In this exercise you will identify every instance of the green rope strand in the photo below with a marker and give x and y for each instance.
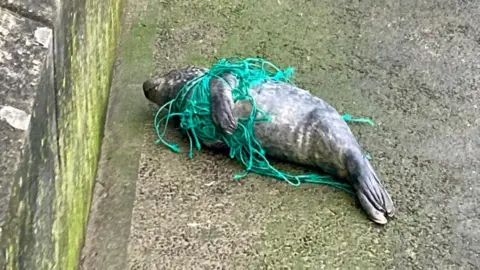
(196, 122)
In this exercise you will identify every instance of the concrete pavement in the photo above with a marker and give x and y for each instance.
(411, 66)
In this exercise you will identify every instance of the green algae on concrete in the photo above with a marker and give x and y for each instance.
(90, 35)
(106, 242)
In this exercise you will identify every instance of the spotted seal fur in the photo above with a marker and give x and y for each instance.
(303, 129)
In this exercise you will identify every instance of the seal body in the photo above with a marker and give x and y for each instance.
(304, 129)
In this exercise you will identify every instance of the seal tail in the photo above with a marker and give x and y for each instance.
(371, 193)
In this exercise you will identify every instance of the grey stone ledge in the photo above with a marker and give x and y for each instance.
(23, 52)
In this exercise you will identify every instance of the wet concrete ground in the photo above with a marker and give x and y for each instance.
(413, 66)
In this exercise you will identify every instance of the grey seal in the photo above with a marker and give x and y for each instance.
(304, 129)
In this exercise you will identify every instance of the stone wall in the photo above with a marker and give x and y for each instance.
(56, 61)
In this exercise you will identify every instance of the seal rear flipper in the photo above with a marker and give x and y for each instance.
(222, 102)
(371, 194)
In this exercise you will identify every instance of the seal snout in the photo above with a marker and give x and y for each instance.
(147, 86)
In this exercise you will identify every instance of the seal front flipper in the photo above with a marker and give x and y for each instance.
(222, 102)
(371, 194)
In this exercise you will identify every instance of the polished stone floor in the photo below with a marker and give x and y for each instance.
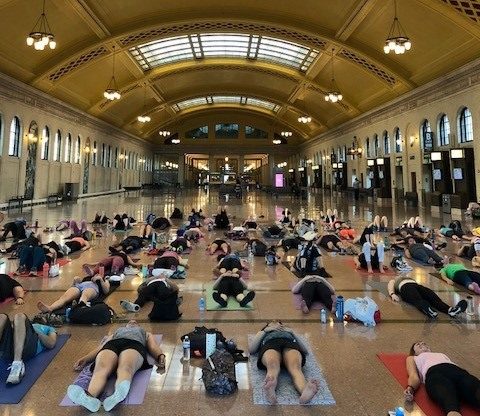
(359, 382)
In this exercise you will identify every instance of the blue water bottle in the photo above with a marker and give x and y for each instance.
(339, 308)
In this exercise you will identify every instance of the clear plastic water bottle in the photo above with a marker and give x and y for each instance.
(186, 348)
(323, 316)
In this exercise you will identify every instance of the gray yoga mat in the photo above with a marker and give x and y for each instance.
(286, 393)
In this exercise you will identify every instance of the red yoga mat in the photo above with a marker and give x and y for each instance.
(396, 365)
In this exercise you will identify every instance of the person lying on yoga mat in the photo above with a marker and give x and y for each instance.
(100, 218)
(424, 254)
(277, 346)
(219, 244)
(10, 288)
(459, 274)
(229, 262)
(422, 297)
(21, 340)
(315, 289)
(308, 259)
(84, 290)
(230, 283)
(446, 384)
(16, 228)
(129, 245)
(371, 257)
(112, 265)
(124, 353)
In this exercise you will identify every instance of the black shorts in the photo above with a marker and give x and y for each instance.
(122, 344)
(7, 345)
(280, 345)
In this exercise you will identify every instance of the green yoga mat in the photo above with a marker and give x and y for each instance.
(232, 305)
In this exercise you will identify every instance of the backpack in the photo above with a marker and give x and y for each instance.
(218, 373)
(98, 313)
(198, 339)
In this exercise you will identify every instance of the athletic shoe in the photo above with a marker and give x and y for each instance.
(79, 396)
(17, 371)
(247, 299)
(459, 308)
(121, 391)
(217, 298)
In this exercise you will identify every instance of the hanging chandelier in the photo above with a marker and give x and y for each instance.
(333, 95)
(143, 118)
(41, 34)
(112, 92)
(397, 40)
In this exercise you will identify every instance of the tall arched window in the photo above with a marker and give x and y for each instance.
(77, 150)
(15, 134)
(465, 126)
(386, 143)
(443, 131)
(426, 135)
(45, 143)
(57, 147)
(68, 148)
(398, 140)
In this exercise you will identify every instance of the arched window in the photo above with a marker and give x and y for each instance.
(15, 134)
(426, 135)
(443, 131)
(386, 143)
(68, 148)
(57, 147)
(398, 140)
(45, 143)
(465, 127)
(77, 150)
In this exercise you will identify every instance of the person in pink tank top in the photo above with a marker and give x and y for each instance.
(447, 384)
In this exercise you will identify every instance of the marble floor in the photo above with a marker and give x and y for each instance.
(359, 382)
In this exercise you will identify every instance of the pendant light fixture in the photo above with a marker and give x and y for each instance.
(112, 92)
(41, 35)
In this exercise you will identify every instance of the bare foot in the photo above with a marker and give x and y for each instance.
(309, 391)
(269, 385)
(42, 307)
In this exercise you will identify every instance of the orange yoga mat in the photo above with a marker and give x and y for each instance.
(396, 365)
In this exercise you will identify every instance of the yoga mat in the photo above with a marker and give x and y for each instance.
(13, 394)
(136, 395)
(232, 305)
(396, 365)
(286, 393)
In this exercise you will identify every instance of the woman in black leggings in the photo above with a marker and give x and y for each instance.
(447, 384)
(423, 298)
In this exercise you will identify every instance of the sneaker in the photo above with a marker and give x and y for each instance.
(79, 396)
(17, 371)
(217, 298)
(247, 299)
(459, 308)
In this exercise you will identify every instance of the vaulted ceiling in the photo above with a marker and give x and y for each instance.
(178, 60)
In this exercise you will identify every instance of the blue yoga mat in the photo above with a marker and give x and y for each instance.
(13, 393)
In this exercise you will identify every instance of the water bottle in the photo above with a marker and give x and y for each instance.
(339, 308)
(186, 348)
(67, 314)
(323, 316)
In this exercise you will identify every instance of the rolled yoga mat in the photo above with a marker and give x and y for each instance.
(14, 393)
(396, 365)
(138, 388)
(286, 393)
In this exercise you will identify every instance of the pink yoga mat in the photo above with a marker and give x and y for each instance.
(396, 365)
(136, 395)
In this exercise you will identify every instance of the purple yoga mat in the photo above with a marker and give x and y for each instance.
(137, 391)
(12, 394)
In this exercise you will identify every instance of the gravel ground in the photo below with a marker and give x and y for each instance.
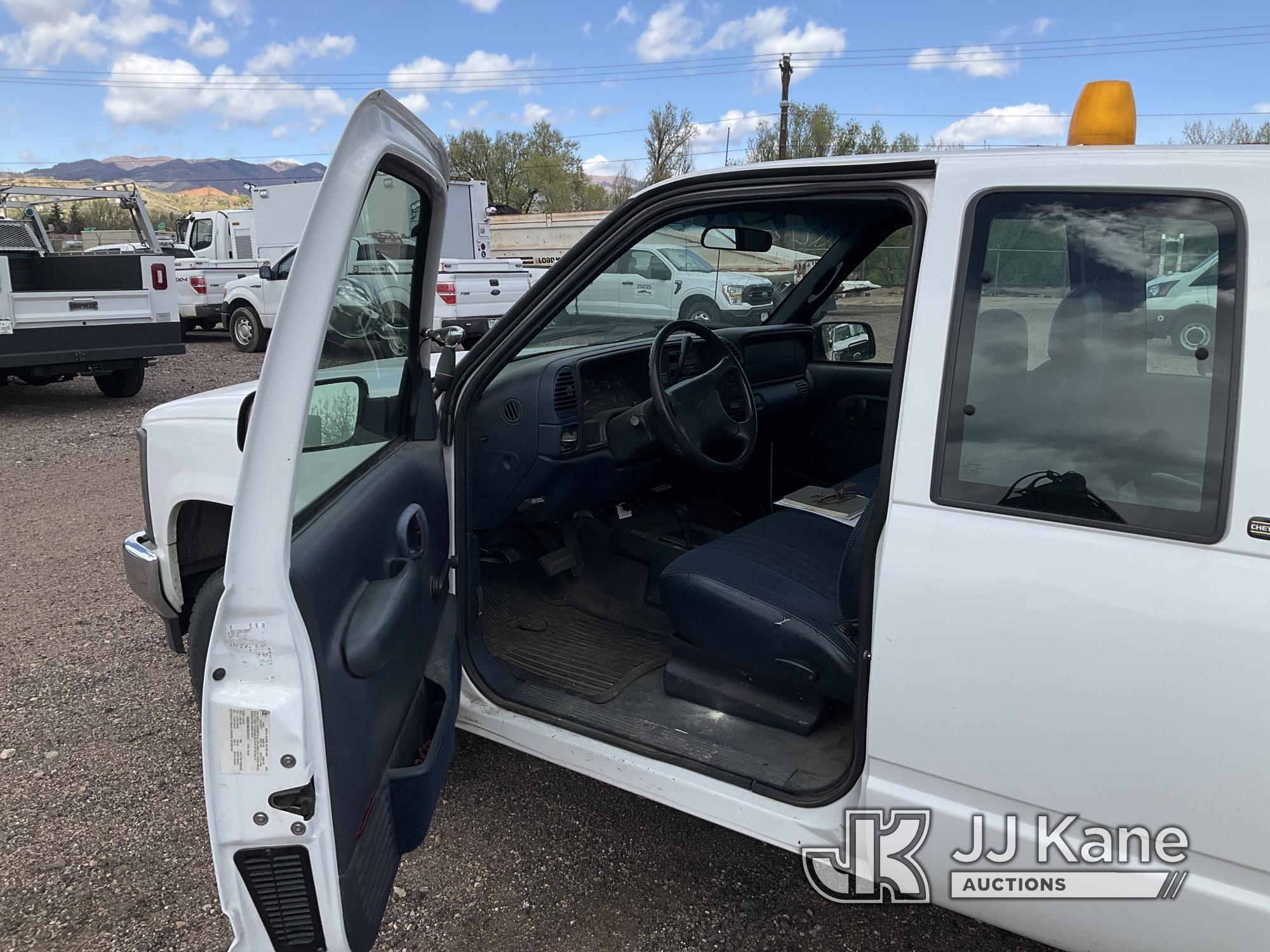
(104, 843)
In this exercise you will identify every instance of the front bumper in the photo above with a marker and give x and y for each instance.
(142, 571)
(77, 350)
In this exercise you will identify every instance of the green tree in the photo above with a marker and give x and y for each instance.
(669, 143)
(531, 171)
(57, 221)
(1236, 134)
(816, 131)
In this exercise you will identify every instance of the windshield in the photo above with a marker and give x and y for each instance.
(686, 271)
(686, 261)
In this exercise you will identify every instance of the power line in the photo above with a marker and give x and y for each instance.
(864, 53)
(459, 84)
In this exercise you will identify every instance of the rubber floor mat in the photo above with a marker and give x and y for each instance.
(548, 640)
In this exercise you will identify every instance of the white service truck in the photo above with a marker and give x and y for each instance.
(473, 289)
(70, 315)
(1028, 684)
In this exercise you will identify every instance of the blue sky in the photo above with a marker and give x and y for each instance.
(266, 81)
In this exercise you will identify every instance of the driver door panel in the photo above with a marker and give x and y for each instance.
(382, 720)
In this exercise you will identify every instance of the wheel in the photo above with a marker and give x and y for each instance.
(123, 384)
(699, 309)
(1192, 331)
(247, 332)
(200, 637)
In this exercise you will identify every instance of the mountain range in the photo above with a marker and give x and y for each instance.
(168, 175)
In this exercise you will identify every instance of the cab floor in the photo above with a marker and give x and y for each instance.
(609, 676)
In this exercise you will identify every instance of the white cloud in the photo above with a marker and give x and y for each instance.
(670, 34)
(627, 15)
(238, 11)
(766, 31)
(713, 135)
(54, 31)
(972, 60)
(417, 103)
(29, 12)
(600, 164)
(205, 40)
(1027, 122)
(481, 69)
(281, 56)
(224, 95)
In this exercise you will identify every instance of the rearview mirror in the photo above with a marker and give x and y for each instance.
(849, 342)
(335, 413)
(737, 239)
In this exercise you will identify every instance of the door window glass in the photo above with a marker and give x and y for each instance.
(201, 235)
(1093, 378)
(358, 398)
(689, 271)
(873, 294)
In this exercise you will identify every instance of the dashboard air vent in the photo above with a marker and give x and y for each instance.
(566, 393)
(512, 412)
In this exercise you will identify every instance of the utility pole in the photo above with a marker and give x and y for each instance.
(787, 69)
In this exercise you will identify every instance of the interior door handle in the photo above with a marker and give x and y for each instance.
(412, 532)
(380, 618)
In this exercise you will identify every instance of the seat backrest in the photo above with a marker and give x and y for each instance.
(849, 572)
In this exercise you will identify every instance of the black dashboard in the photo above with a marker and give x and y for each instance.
(539, 432)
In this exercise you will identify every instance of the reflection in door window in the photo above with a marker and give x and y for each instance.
(356, 406)
(1093, 373)
(671, 275)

_ _ _

== What is expected ==
With the entries above as the source, set down exactly the lines from the one holding "In this exercise you will identify every instance of the door" through the last line, both ends included.

== Response ==
In this exercise you will identify every instance of the door window glass in the photo above with a marker and give x and y for each instance.
(201, 235)
(1093, 378)
(358, 398)
(689, 271)
(873, 294)
In this exercise you will identify every instance of the dashboard air vent in the photo above with a marker and give x and y for each instance.
(566, 393)
(512, 412)
In this exercise you will identify every instance of the utility pole in the photo above with a marker and give x and y for each instance.
(787, 69)
In this exercise you will identify every instance of the interior door handle in the photo above with a marker and give x and y for each instance.
(412, 532)
(380, 618)
In this exercise you will identify every instance of the seat backrest in the photo above with a marker and give x and y for each instance.
(849, 572)
In this exercise you will identify every instance of the black dashboard in the photo above with a marker and give x and y for each instance.
(539, 432)
In this exercise you will identify every instance of the reflection in door window in the photo above with a marker and give x and y for each instance.
(356, 406)
(1093, 373)
(671, 275)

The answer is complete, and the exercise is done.